─── SOURCE MATERIAL ───

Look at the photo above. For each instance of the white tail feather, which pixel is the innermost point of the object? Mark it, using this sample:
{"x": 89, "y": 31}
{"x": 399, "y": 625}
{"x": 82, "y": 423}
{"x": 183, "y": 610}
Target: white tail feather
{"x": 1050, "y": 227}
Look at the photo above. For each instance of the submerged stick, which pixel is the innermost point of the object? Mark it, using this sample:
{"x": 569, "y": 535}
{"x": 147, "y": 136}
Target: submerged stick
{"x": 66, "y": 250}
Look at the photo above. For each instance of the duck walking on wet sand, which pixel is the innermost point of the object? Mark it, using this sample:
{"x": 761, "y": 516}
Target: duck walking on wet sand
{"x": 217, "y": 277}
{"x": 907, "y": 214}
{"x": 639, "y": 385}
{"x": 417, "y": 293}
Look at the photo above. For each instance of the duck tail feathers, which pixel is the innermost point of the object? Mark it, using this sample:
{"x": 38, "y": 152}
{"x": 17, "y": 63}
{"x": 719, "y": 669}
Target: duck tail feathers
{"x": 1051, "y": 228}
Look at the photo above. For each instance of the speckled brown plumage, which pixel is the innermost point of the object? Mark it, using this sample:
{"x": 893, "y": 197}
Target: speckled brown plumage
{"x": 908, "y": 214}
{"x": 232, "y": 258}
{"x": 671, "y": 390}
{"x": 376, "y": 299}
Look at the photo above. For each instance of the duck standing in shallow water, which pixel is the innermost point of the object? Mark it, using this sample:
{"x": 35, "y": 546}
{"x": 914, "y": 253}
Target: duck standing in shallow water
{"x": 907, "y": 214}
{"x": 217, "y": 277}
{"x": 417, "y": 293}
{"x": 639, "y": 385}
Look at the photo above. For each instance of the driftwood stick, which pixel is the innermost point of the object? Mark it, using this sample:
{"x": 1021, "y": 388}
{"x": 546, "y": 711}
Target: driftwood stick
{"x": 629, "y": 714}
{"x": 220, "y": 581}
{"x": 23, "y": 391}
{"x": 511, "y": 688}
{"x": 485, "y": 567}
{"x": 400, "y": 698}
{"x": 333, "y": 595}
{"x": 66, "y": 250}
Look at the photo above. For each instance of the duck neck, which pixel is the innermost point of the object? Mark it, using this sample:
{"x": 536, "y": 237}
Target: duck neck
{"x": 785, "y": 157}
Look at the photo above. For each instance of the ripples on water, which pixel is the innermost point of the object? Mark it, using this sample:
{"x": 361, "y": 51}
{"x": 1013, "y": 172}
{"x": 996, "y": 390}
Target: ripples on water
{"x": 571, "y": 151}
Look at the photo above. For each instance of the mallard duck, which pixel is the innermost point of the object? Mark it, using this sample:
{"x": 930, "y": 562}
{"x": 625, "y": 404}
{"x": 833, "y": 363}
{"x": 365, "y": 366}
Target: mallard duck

───

## ACTIVITY
Whenever the word "mallard" occurs in a line above, copy that line.

## WRITTEN REPLY
Look at the photo above. For each instance of the mallard duck, which pixel is the innermost point of the object? Mark it, using this sample:
Target: mallard duck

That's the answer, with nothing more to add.